Set problem:
Pull out every line in the records that contains the string "steel" and copy each one in full.

-- start of Available data --

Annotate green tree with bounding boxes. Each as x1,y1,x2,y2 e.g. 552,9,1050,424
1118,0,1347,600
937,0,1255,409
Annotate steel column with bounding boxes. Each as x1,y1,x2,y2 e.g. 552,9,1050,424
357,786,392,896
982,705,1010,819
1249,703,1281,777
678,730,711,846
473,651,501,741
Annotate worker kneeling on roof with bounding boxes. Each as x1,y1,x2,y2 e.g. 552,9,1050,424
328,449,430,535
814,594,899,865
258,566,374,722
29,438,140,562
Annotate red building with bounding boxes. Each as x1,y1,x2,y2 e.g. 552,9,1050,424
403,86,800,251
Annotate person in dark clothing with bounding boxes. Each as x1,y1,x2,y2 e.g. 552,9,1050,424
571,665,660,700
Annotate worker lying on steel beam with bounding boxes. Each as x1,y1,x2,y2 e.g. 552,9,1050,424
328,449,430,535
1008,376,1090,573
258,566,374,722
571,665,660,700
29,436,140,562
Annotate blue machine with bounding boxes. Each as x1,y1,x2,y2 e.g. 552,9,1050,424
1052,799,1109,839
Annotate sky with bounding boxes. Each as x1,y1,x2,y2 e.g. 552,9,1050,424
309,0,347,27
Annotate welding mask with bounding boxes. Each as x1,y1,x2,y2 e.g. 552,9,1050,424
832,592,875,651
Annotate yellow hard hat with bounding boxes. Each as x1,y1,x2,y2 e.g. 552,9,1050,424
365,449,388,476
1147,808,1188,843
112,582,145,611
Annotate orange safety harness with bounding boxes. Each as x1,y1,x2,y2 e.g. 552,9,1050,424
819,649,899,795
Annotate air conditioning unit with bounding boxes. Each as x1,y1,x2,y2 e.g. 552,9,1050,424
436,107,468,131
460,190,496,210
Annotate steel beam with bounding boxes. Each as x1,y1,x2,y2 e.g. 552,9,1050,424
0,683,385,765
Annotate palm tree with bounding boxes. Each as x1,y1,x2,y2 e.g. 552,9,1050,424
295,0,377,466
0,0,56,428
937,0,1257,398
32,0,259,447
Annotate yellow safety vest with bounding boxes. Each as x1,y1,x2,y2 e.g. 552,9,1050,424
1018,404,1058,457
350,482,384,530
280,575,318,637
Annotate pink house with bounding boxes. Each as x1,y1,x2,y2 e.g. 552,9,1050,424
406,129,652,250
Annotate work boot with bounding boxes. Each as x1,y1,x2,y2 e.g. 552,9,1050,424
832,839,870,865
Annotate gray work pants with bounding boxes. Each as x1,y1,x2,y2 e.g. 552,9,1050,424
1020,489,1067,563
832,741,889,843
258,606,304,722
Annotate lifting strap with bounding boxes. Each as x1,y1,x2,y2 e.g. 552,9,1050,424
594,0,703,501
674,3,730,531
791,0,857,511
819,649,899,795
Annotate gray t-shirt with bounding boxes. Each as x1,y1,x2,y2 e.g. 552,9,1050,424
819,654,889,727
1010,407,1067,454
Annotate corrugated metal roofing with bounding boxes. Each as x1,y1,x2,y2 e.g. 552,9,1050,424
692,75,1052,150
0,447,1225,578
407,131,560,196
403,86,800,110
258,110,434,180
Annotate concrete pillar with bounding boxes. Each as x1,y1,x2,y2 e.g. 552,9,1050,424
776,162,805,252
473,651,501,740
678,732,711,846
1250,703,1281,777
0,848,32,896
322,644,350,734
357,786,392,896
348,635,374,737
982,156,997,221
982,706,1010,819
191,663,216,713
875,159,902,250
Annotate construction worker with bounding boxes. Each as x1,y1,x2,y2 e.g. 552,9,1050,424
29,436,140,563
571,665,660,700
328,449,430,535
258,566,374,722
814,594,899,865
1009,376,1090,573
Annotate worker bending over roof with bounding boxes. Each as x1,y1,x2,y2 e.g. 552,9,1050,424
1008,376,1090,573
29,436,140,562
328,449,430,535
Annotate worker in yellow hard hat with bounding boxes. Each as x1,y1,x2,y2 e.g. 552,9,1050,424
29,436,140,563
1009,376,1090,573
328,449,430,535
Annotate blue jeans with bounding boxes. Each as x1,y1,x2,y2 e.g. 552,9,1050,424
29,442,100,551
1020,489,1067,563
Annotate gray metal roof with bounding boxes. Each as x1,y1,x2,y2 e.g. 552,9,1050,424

-- end of Available data --

Exercise result:
Annotate steel column with bounding boxes. Each as x1,y1,x2,y2 e.g. 552,9,1050,424
Annotate worker lying on steel beam with bounding boxes. Each as x1,y1,x2,y2 e.g. 552,9,1050,424
Annotate steel beam with bounding boxes. Each as x1,y1,x2,y2 e.g. 552,9,1050,424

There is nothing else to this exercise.